| WHAT IS EXPECTED |
Count the lines in the data below that contain the string "wrongly", treating uppercase and lowercase as distinct, and report only that number.

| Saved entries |
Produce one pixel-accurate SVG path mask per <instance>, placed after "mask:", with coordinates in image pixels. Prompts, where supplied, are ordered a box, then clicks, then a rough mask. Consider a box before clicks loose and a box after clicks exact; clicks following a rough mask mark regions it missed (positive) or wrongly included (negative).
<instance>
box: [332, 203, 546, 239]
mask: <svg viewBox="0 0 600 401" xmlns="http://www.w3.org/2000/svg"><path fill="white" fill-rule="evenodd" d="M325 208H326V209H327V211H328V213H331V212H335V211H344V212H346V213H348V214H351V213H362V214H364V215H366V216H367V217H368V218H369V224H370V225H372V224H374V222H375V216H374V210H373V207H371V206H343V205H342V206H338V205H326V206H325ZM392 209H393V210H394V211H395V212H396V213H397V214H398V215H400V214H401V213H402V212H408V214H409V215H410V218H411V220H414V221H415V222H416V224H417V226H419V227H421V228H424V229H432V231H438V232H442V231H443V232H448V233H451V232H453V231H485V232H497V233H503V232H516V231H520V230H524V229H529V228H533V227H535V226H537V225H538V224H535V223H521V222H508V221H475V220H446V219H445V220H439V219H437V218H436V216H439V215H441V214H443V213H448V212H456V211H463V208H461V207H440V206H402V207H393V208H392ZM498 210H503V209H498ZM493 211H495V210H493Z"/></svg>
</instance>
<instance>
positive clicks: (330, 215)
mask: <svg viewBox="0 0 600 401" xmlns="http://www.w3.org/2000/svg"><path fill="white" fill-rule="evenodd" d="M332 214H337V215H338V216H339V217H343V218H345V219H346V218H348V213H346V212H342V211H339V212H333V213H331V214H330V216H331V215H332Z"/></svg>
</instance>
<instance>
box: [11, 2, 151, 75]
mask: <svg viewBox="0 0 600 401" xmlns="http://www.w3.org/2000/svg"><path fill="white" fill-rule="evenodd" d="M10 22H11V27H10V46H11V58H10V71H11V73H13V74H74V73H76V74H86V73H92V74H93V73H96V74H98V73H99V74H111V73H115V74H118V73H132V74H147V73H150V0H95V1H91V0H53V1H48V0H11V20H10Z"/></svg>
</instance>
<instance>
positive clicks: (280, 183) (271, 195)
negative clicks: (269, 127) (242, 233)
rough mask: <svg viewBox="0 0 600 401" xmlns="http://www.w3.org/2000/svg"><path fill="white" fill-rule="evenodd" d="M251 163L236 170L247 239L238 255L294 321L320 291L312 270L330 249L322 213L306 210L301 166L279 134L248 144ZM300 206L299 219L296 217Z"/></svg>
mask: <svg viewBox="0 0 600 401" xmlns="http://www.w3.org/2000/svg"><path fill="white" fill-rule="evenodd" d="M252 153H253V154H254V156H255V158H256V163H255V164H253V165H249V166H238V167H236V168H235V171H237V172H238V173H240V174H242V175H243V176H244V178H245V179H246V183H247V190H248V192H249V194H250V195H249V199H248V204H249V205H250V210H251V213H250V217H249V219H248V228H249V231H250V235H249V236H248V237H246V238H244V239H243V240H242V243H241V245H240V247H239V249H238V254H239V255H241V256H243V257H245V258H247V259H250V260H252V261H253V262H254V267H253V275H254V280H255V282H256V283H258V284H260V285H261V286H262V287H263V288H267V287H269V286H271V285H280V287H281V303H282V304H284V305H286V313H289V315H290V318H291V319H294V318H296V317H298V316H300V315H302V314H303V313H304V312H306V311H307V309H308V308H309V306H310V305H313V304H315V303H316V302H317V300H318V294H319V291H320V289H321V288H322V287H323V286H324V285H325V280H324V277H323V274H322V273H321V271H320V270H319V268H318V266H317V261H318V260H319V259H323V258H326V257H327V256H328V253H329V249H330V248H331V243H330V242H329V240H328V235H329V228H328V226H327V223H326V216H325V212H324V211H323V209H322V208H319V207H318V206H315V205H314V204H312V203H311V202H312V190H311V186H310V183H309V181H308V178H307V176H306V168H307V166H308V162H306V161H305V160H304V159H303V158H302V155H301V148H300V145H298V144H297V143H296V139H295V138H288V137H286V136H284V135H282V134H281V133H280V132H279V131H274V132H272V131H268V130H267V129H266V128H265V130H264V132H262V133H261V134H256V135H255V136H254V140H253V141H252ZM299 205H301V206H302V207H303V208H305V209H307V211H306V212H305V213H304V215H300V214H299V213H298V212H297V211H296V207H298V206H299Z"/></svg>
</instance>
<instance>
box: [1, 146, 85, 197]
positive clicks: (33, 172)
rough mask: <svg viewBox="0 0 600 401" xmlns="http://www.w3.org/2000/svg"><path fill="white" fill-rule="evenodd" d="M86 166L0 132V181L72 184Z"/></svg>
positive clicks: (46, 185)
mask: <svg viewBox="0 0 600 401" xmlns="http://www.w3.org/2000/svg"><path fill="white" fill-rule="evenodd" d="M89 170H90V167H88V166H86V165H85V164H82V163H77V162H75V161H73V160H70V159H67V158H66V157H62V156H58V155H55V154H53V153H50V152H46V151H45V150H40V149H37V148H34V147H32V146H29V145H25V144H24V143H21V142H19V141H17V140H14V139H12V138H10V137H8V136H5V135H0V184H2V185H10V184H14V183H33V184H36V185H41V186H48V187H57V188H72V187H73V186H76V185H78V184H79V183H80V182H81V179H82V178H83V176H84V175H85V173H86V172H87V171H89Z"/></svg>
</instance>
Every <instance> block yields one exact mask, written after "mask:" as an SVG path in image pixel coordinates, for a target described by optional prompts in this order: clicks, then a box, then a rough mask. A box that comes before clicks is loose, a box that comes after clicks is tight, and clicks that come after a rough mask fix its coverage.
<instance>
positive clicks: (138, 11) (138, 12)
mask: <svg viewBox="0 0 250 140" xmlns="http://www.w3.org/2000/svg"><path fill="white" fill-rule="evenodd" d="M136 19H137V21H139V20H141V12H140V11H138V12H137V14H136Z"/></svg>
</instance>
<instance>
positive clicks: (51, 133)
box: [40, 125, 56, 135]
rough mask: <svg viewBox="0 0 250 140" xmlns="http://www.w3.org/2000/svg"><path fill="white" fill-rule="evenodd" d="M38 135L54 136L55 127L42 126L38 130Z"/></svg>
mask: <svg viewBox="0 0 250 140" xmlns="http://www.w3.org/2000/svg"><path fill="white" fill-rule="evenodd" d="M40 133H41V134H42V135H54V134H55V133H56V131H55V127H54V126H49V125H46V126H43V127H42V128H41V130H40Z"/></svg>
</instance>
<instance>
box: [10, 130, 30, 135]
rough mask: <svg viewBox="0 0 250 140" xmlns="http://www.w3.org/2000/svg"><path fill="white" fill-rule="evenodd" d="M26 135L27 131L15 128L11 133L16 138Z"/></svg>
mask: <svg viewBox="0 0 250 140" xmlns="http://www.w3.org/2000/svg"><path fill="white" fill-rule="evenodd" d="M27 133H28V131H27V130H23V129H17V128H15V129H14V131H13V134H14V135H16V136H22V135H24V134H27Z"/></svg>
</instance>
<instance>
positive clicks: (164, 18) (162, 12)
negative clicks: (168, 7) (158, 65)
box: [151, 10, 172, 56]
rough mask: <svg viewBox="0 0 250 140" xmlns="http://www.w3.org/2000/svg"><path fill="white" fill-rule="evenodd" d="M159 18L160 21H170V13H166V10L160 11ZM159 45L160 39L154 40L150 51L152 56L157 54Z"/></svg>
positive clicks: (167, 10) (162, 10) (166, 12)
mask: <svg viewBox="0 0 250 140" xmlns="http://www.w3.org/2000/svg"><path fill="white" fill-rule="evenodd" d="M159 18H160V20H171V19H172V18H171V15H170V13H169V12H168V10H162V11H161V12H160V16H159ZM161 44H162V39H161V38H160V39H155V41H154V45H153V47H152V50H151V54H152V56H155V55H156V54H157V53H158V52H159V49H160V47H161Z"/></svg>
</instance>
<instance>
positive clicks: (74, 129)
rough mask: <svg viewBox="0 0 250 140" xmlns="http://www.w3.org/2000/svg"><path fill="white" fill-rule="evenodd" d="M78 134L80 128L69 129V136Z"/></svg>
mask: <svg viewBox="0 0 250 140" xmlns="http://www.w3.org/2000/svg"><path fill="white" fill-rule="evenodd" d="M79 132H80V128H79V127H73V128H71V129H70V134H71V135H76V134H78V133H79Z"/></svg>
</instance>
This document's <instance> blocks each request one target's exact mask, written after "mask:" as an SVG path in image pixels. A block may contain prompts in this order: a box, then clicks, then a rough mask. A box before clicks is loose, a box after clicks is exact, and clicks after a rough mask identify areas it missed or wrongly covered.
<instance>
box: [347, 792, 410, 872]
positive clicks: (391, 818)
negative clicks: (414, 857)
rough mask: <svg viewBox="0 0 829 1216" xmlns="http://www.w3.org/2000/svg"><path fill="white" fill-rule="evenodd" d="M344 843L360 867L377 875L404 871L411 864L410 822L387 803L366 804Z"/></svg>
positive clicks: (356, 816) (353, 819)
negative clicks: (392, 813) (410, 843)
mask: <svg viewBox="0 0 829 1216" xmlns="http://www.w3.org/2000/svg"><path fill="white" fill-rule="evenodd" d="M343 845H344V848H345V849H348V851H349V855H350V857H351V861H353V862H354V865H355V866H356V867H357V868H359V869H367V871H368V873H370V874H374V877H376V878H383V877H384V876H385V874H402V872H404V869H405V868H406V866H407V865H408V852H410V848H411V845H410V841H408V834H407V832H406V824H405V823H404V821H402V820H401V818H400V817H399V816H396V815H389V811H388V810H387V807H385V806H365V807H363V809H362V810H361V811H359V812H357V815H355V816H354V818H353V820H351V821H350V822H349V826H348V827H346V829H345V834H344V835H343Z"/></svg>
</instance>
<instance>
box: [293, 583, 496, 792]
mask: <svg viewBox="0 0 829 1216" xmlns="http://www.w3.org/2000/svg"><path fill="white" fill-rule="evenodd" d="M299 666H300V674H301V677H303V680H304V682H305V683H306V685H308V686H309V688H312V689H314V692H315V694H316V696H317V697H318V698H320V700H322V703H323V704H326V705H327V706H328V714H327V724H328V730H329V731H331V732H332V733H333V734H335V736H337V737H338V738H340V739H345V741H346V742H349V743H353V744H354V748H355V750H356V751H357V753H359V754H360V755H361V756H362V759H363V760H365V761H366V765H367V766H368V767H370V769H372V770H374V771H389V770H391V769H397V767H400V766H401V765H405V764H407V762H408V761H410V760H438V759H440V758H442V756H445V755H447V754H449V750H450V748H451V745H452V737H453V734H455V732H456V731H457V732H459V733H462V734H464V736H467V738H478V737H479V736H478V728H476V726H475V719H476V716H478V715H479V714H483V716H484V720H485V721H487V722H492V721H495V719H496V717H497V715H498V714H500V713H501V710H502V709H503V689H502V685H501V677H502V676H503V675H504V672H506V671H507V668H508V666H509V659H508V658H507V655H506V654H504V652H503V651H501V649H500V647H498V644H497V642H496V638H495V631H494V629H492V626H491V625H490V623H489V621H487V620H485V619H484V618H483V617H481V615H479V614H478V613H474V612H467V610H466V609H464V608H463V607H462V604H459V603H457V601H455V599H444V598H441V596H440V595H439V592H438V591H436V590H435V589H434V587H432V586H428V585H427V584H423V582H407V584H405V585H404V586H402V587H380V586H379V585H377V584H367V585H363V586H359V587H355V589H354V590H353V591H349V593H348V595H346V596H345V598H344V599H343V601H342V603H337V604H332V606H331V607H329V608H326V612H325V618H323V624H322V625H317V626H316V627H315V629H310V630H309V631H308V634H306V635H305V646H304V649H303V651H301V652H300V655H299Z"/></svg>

| FINISHED EXERCISE |
2